_What needs to be done_
Copy out, word for word and in full, the news article below about the court ruling on Newsom's party label for the recall ballot.

California Gov. Gavin Newsom can’t put his Democratic Party affiliation on the ballot voters see when they decide whether to remove him, a judge ruled Monday.
Newsom’s campaign missed a deadline to submit his affiliation to California Secretary of State Shirley Weber for the Sept. 14 recall election. Newsom’s campaign said it was inadvertent and asked Weber, who was appointed by Newsom, to allow the affiliation to appear.
She said the issue needed to go to a judge, so Newsom filed a lawsuit. Newsom’s Republican opponents criticized the move as an attempt to change rules everyone else must follow.
Newsom’s elections attorney, Thomas Willis, and an attorney for Weber both argued during an hourlong hearing Friday that Newsom merely missed an arbitrary, harmless filing deadline and that it is in the voters’ interest to know his party preference.
Adding that information now wouldn’t cause a procedural problem because elections officials still have enough time to ensure Newsom’s party preference appears on the ballot along with those seeking to replace him, Weber said in a court filing.
“At base this comes down to whether the governor of California has to follow the unambiguous law — and it just so happens, a law that he signed,” countered attorney Eric Early, representing recall supporters including lead proponents Orrin Heatlie and Mike Netter and the California Patriot Coalition.
Sacramento County Superior Court Judge James Arguelles said his decision Monday came down to whether there are reasons to look beyond the Newsom-approved law that required the governor to submit his party affiliation to the state’s top election official by February 2020.
He determined that the law “unambiguously precludes party information from appearing on a recall ballot where the elected officer fails timely to make the designation.”

_Data_

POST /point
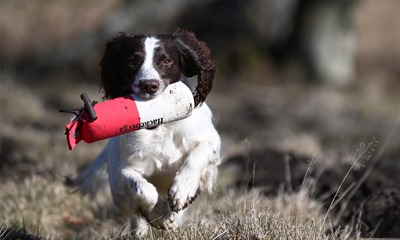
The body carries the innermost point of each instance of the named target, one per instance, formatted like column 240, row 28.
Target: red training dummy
column 129, row 113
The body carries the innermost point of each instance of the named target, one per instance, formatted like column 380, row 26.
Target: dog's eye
column 167, row 61
column 132, row 62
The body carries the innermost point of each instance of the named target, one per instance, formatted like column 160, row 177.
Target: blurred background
column 311, row 77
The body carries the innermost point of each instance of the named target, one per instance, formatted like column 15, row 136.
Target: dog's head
column 146, row 64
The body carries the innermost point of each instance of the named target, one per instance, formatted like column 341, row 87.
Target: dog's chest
column 162, row 149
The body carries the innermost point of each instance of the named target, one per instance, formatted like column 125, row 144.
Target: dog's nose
column 149, row 86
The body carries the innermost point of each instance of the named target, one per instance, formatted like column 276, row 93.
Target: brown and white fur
column 154, row 174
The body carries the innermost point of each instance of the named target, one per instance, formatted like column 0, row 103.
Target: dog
column 154, row 174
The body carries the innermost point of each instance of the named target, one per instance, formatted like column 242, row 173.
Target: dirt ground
column 279, row 134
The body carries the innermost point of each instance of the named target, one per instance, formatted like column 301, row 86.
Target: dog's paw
column 183, row 191
column 161, row 216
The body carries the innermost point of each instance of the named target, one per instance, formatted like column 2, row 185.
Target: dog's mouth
column 147, row 89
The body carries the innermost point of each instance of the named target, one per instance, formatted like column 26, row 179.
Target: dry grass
column 35, row 158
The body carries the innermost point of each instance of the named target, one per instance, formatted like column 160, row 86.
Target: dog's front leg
column 146, row 201
column 188, row 180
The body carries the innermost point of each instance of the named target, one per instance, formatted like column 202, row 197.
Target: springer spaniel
column 154, row 174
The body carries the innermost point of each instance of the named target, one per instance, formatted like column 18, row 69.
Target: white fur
column 153, row 171
column 155, row 174
column 147, row 70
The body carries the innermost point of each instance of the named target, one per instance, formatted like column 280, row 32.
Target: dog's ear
column 195, row 60
column 110, row 64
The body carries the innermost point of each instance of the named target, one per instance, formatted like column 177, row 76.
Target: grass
column 35, row 202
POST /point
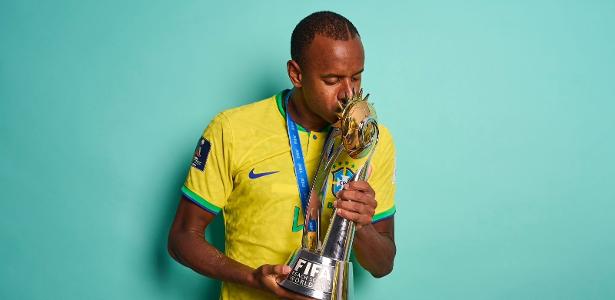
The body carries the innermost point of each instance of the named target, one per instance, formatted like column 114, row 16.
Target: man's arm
column 374, row 247
column 374, row 244
column 188, row 246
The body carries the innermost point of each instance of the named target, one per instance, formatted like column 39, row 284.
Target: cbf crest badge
column 341, row 176
column 200, row 154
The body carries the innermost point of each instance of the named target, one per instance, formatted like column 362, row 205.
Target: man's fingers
column 357, row 196
column 353, row 216
column 355, row 207
column 360, row 186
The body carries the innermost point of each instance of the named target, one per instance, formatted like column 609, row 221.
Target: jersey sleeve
column 382, row 176
column 210, row 181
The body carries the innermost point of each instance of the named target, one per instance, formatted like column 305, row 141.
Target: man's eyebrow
column 331, row 75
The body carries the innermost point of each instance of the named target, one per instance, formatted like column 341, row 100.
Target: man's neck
column 302, row 115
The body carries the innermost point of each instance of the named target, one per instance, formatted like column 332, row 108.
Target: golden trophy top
column 358, row 125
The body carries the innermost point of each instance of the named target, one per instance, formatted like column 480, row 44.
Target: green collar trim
column 279, row 100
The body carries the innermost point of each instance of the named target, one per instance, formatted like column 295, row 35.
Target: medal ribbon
column 297, row 155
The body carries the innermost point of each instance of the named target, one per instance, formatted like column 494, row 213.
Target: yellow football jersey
column 243, row 167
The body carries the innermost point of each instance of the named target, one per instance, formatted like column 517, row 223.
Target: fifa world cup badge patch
column 200, row 154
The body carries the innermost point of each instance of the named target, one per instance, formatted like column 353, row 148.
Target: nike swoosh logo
column 253, row 175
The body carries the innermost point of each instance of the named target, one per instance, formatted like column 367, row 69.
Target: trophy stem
column 338, row 240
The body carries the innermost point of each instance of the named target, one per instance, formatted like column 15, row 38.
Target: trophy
column 320, row 268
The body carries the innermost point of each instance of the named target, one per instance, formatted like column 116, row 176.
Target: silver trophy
column 320, row 268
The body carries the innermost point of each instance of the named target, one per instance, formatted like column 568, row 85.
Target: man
column 243, row 167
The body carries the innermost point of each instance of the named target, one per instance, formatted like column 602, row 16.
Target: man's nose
column 346, row 90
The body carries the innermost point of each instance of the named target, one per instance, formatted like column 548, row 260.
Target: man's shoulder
column 384, row 134
column 253, row 111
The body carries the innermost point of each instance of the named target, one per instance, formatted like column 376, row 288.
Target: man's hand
column 266, row 277
column 356, row 202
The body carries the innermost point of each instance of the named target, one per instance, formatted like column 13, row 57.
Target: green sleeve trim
column 198, row 200
column 384, row 215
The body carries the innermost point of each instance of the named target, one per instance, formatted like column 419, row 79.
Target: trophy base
column 319, row 277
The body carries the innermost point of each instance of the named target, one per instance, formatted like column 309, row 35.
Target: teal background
column 502, row 111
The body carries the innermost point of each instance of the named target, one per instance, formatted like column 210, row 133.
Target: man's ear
column 294, row 73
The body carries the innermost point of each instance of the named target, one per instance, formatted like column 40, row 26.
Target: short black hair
column 325, row 23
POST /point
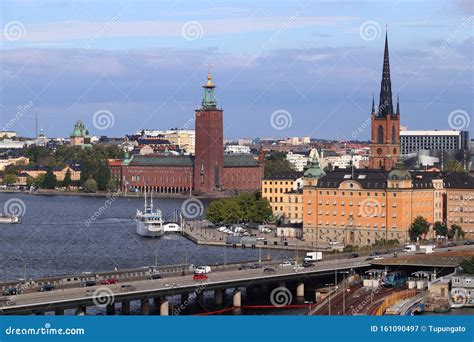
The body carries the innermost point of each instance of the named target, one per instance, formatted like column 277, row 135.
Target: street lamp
column 329, row 298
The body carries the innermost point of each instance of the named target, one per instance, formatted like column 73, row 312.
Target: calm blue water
column 53, row 238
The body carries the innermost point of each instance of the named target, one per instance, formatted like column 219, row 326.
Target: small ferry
column 9, row 219
column 149, row 221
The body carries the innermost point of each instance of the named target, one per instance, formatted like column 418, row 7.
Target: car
column 89, row 283
column 46, row 288
column 202, row 270
column 286, row 264
column 12, row 291
column 200, row 276
column 153, row 277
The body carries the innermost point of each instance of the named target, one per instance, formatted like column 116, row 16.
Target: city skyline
column 316, row 64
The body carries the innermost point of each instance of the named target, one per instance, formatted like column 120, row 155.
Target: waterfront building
column 80, row 135
column 209, row 172
column 298, row 160
column 385, row 127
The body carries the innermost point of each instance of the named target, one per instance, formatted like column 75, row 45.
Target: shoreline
column 103, row 194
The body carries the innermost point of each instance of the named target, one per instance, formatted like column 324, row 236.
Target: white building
column 237, row 149
column 415, row 141
column 298, row 160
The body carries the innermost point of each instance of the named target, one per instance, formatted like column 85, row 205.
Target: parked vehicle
column 203, row 270
column 200, row 276
column 46, row 288
column 89, row 283
column 313, row 256
column 153, row 276
column 286, row 264
column 12, row 291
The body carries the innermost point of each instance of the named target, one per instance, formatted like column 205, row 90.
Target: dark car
column 89, row 283
column 46, row 288
column 153, row 276
column 12, row 291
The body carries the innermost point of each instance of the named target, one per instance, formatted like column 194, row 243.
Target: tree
column 468, row 265
column 49, row 179
column 103, row 175
column 440, row 229
column 419, row 227
column 90, row 186
column 10, row 179
column 456, row 232
column 67, row 179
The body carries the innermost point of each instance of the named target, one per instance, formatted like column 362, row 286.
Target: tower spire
column 398, row 104
column 385, row 104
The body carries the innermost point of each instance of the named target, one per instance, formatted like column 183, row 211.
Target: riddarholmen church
column 208, row 172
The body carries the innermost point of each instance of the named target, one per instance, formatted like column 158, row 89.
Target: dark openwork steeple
column 385, row 104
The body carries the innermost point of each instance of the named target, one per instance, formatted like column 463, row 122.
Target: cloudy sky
column 282, row 68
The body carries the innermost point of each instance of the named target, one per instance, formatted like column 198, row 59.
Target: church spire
column 398, row 104
column 385, row 104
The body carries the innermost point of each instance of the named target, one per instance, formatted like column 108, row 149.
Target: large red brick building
column 208, row 172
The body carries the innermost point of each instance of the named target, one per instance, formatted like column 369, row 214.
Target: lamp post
column 329, row 298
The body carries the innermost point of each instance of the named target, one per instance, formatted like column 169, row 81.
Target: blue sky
column 319, row 61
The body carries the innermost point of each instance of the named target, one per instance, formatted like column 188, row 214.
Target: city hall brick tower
column 385, row 135
column 209, row 145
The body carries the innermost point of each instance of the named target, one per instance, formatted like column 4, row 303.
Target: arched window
column 380, row 135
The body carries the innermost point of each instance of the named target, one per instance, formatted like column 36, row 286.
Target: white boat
column 9, row 219
column 149, row 222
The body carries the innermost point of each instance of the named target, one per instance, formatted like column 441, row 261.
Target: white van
column 202, row 270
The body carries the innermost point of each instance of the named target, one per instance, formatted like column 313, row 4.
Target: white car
column 286, row 264
column 202, row 270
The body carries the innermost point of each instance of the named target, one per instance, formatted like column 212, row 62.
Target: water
column 53, row 238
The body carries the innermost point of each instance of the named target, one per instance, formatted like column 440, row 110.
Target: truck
column 313, row 256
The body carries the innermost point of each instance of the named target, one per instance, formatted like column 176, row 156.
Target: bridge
column 79, row 298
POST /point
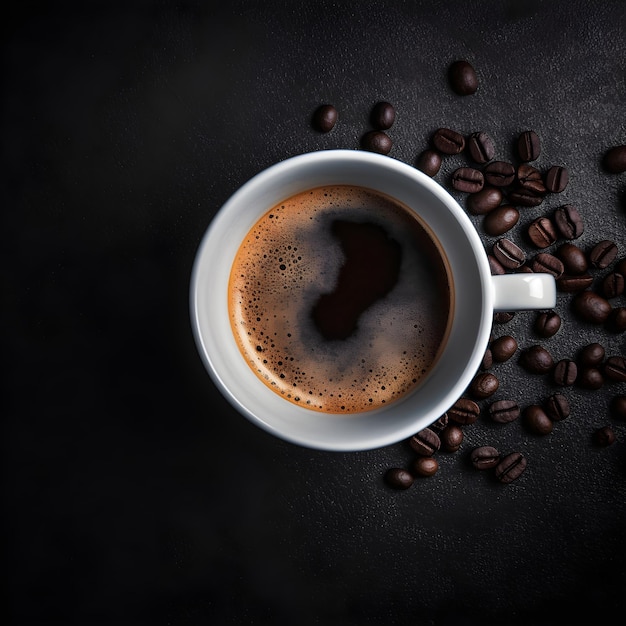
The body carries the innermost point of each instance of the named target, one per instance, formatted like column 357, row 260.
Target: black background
column 132, row 492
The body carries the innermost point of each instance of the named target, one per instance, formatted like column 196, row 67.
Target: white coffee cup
column 477, row 294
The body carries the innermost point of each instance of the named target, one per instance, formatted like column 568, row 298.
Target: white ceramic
column 477, row 296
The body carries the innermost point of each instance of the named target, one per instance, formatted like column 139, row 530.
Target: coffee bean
column 468, row 179
column 509, row 254
column 548, row 263
column 464, row 411
column 536, row 360
column 537, row 421
column 499, row 173
column 565, row 373
column 604, row 436
column 556, row 179
column 426, row 442
column 568, row 222
column 425, row 466
column 615, row 160
column 603, row 254
column 511, row 467
column 485, row 457
column 481, row 148
column 383, row 116
column 325, row 117
column 463, row 79
column 573, row 258
column 500, row 220
column 528, row 146
column 557, row 407
column 503, row 348
column 484, row 201
column 547, row 323
column 448, row 141
column 542, row 232
column 591, row 307
column 429, row 162
column 398, row 478
column 452, row 438
column 504, row 411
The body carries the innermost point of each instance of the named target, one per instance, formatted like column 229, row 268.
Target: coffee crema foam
column 293, row 258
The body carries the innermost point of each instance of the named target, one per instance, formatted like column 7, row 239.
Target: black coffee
column 340, row 299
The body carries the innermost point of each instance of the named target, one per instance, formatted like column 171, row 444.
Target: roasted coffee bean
column 325, row 117
column 500, row 220
column 464, row 411
column 503, row 348
column 615, row 160
column 504, row 411
column 528, row 146
column 556, row 407
column 573, row 258
column 568, row 221
column 536, row 360
column 484, row 201
column 615, row 368
column 542, row 232
column 468, row 179
column 556, row 179
column 383, row 116
column 603, row 254
column 429, row 162
column 537, row 420
column 480, row 147
column 509, row 254
column 510, row 467
column 604, row 436
column 565, row 373
column 448, row 141
column 548, row 263
column 463, row 79
column 398, row 478
column 499, row 173
column 425, row 466
column 485, row 457
column 591, row 307
column 426, row 442
column 451, row 438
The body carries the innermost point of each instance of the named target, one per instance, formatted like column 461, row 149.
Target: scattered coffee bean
column 468, row 179
column 556, row 179
column 463, row 79
column 568, row 222
column 615, row 160
column 499, row 173
column 464, row 411
column 603, row 254
column 485, row 457
column 481, row 148
column 591, row 307
column 383, row 116
column 325, row 117
column 448, row 141
column 398, row 478
column 511, row 467
column 536, row 360
column 537, row 420
column 504, row 411
column 500, row 220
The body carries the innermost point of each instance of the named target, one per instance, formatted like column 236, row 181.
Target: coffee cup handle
column 519, row 292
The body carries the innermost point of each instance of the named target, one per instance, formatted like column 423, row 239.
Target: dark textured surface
column 132, row 493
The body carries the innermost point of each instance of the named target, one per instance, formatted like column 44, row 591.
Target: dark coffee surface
column 132, row 492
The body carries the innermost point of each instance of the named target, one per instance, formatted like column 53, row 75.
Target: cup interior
column 467, row 339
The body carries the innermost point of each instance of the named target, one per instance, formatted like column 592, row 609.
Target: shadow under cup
column 471, row 313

_Solution to this problem_
California Gov. Gavin Newsom can’t put his Democratic Party affiliation on the ballot voters see when they decide whether to remove him, a judge ruled Monday.
Newsom’s campaign missed a deadline to submit his affiliation to California Secretary of State Shirley Weber for the Sept. 14 recall election. Newsom’s campaign said it was inadvertent and asked Weber, who was appointed by Newsom, to allow the affiliation to appear.
She said the issue needed to go to a judge, so Newsom filed a lawsuit. Newsom’s Republican opponents criticized the move as an attempt to change rules everyone else must follow.
Newsom’s elections attorney, Thomas Willis, and an attorney for Weber both argued during an hourlong hearing Friday that Newsom merely missed an arbitrary, harmless filing deadline and that it is in the voters’ interest to know his party preference.
Adding that information now wouldn’t cause a procedural problem because elections officials still have enough time to ensure Newsom’s party preference appears on the ballot along with those seeking to replace him, Weber said in a court filing.
“At base this comes down to whether the governor of California has to follow the unambiguous law — and it just so happens, a law that he signed,” countered attorney Eric Early, representing recall supporters including lead proponents Orrin Heatlie and Mike Netter and the California Patriot Coalition.
Sacramento County Superior Court Judge James Arguelles said his decision Monday came down to whether there are reasons to look beyond the Newsom-approved law that required the governor to submit his party affiliation to the state’s top election official by February 2020.
He determined that the law “unambiguously precludes party information from appearing on a recall ballot where the elected officer fails timely to make the designation.”